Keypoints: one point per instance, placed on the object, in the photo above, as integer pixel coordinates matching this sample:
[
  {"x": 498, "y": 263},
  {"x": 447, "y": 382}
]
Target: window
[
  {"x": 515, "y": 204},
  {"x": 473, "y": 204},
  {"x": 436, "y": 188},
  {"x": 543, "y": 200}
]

● WHAT YOU HAVE TO DO
Rewrite the records with "window" replaced by "glass pane", leaving everything else unchanged.

● RESPONSE
Keypoints: one point per instance, placed on the object, in the photo above, as integer pixel coordinates matching this sample:
[
  {"x": 498, "y": 263},
  {"x": 447, "y": 382}
]
Target: glass pane
[
  {"x": 515, "y": 204},
  {"x": 473, "y": 204},
  {"x": 436, "y": 188},
  {"x": 543, "y": 200}
]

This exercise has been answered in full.